[Records from a dataset]
################

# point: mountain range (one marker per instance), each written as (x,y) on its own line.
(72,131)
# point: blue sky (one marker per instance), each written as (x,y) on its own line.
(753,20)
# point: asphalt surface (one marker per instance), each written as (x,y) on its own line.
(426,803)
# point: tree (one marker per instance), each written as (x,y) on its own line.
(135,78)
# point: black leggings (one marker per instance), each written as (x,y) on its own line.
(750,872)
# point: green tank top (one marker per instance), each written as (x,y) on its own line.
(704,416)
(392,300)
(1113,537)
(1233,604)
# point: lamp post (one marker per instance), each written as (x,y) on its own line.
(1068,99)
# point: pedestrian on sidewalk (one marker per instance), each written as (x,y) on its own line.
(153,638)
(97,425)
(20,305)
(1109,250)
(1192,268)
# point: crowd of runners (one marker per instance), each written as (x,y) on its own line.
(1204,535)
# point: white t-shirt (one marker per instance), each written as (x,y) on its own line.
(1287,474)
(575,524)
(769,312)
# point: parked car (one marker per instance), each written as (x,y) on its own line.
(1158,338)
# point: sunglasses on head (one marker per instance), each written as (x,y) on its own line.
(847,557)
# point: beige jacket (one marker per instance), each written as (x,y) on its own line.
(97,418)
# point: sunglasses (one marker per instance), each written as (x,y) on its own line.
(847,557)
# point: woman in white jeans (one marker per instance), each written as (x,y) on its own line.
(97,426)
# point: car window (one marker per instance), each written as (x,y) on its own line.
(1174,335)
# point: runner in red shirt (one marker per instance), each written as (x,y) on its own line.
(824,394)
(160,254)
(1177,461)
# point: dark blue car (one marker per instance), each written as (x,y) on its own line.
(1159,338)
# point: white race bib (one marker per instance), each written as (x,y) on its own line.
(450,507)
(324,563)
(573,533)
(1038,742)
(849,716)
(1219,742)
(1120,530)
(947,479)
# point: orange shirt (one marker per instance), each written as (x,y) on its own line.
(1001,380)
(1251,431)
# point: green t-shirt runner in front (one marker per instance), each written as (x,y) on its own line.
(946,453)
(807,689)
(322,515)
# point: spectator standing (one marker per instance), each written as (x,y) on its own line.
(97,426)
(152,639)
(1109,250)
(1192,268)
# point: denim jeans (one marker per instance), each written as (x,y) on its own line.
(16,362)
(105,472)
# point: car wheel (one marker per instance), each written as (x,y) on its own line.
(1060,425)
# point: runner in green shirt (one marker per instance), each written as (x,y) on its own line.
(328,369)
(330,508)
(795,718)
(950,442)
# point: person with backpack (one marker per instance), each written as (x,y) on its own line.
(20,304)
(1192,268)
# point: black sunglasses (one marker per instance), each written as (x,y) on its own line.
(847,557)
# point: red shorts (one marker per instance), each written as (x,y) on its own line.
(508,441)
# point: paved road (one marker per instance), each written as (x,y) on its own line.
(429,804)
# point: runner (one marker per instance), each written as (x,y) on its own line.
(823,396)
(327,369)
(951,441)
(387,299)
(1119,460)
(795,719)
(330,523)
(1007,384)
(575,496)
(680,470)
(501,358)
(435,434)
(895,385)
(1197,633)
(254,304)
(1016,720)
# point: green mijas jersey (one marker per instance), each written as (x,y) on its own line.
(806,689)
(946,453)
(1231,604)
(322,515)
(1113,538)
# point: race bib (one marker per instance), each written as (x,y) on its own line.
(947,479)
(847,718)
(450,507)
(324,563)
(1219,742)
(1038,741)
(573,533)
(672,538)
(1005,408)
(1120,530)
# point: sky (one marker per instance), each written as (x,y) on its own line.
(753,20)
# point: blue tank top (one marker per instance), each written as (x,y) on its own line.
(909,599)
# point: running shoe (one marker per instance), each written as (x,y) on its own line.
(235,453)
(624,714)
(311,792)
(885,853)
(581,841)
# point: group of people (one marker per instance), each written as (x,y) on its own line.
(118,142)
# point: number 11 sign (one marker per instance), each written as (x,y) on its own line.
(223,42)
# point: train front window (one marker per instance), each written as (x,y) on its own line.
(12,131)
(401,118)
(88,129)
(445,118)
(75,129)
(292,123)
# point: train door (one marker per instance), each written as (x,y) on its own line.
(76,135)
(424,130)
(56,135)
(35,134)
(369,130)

################

Problem requirements: Reproduce every line above without error.

Response to the task:
# point: mountain range (one marker per instance), each written as (x,y) on its own line.
(72,131)
# point: blue sky (one marker per instance), each written as (x,y) on its own line.
(753,20)
# point: asphalt surface (one marker per instance), each written as (x,y) on its own line.
(426,803)
# point: tree (one marker per instance), each written as (x,y) on its own line.
(135,78)
# point: black leggings (one marker per instance), each written as (x,y) on its own line.
(750,872)
# point: green tank top (one marker per instance), each written as (x,y) on its own line.
(704,416)
(392,300)
(1113,537)
(1233,604)
# point: lamp post (one marker per instance), each written as (x,y) on its own line.
(1068,99)
# point: pedestrian on sidewalk (one marker per instance), each written as (x,y) on its own line.
(153,638)
(97,425)
(20,305)
(1109,250)
(1192,268)
# point: crowd of runners (one marker per instance), each written as (x,y) on its own line.
(1204,535)
# point: white t-shirt (one marker per instance), each written as (x,y) on its own line.
(1287,474)
(575,524)
(769,312)
# point: parked car (one marker per instance), each written as (x,y) on its own line.
(1158,338)
# point: sunglasses on head (one marker per instance), each written as (x,y) on its own line.
(847,557)
# point: beige jacket (one marker per instance), each written as (x,y) on its own line.
(97,418)
# point: sunglasses (one marker per instance), each written as (x,y) on its own line.
(847,557)
# point: woman in white jeans (one marker per instance), each written as (x,y) on its own line.
(97,426)
# point: car window (one marker per instance), each written as (x,y) on its own line.
(1174,335)
# point: runner in red shirt (one marker per instance), each written as (x,y) on its own line.
(824,394)
(160,254)
(1177,461)
# point: dark blue car (one marker per instance), each written as (x,y) on its own line.
(1159,338)
# point: white race bib (one marker per instance), each written as (x,y) on its own line.
(450,507)
(324,563)
(573,533)
(1038,742)
(849,716)
(1219,742)
(1120,530)
(947,479)
# point: orange shirt (one marker per instance), each written as (x,y) on its own line.
(1001,380)
(1251,431)
# point: green t-shirt runner in front (one marker per instance), each written as (x,y) on its own line.
(946,453)
(807,689)
(322,515)
# point: spectator standing (one marker per instance), each written as (x,y) on its own line.
(97,426)
(152,639)
(1109,250)
(1192,268)
# point: denim jeans (one marker per instance), each written as (x,y) on its own line.
(16,362)
(105,472)
# point: car wheel (one marker per instance), each written as (x,y) on its own line.
(1060,425)
# point: runner in green shirt (one marker per instance), each written as (x,y) on its own line.
(328,369)
(330,508)
(795,718)
(950,442)
# point: person with backpack (one marker per instance), each written as (x,y) on its own line.
(20,304)
(1192,268)
# point: black sunglasses (one marker per instance), each written as (x,y) on its own line.
(847,557)
# point: red shorts (one marker per instance), each written as (x,y) on its own line.
(508,441)
# point: paved road (one marker per instance), each written as (x,y) on its own line.
(429,804)
# point: runner (one marker per instance), each written as (x,y) on its own line.
(823,396)
(327,369)
(951,441)
(387,299)
(1119,460)
(795,719)
(330,523)
(1007,384)
(575,496)
(680,470)
(501,358)
(435,434)
(895,385)
(1197,633)
(254,304)
(1016,720)
# point: green mijas jersey (one marker per instance), each written as (x,y) on its own line.
(806,689)
(946,453)
(1231,604)
(322,515)
(1113,538)
# point: race bib (one marker per instance), each written as (x,y) on its own line.
(947,479)
(847,718)
(450,507)
(324,563)
(1219,742)
(1038,741)
(573,533)
(672,538)
(1005,408)
(1120,530)
# point: sky (one marker per instance), each written as (x,y) on its own line.
(753,20)
# point: blue tank top (one marker per instance), each written as (x,y) on its own line.
(909,599)
# point: running shoe (one marker per instance), each written as (x,y) on its own line.
(235,453)
(624,714)
(311,792)
(885,853)
(581,841)
# point: group of people (one marker per instance), each written as (x,y) on its own line.
(118,142)
# point: number 11 sign (one marker per instance), each written as (x,y) on its own line.
(223,42)
# point: train front window (one marker per instance), each written as (x,y) on its own line.
(12,131)
(401,118)
(88,129)
(445,118)
(75,129)
(292,123)
# point: train door (one marker per instance), each written as (x,y) on its own line.
(76,135)
(424,130)
(56,135)
(35,134)
(369,130)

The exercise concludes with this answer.